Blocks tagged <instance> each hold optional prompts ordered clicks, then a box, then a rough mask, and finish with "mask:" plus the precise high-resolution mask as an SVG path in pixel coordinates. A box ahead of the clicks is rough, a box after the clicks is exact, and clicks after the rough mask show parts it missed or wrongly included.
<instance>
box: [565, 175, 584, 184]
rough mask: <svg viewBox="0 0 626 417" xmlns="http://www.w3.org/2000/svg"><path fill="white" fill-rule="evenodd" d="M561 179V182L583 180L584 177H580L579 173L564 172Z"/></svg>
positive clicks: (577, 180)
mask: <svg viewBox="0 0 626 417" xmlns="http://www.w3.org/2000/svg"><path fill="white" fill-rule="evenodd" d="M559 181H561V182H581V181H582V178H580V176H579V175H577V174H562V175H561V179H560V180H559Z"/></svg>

___

■ What is needed ■
Transcribe all of the material above with complete accuracy.

■ Output for this exercise ■
Blocks tagged <instance> each hold optional prompts ordered clicks, then a box, then a rough mask, and finish with "mask:" plus the precise high-resolution mask as an SVG path in pixel coordinates. A box ahead of the clicks is rough, a box after the clicks is exact, and clicks after the rough mask show parts it missed or wrongly included.
<instance>
box: [565, 175, 584, 184]
rough mask: <svg viewBox="0 0 626 417" xmlns="http://www.w3.org/2000/svg"><path fill="white" fill-rule="evenodd" d="M561 179V182L583 180L584 177H580L579 173L564 172Z"/></svg>
positive clicks: (577, 180)
mask: <svg viewBox="0 0 626 417" xmlns="http://www.w3.org/2000/svg"><path fill="white" fill-rule="evenodd" d="M559 181H561V182H581V181H582V178H580V176H579V175H577V174H562V175H561V179H560V180H559Z"/></svg>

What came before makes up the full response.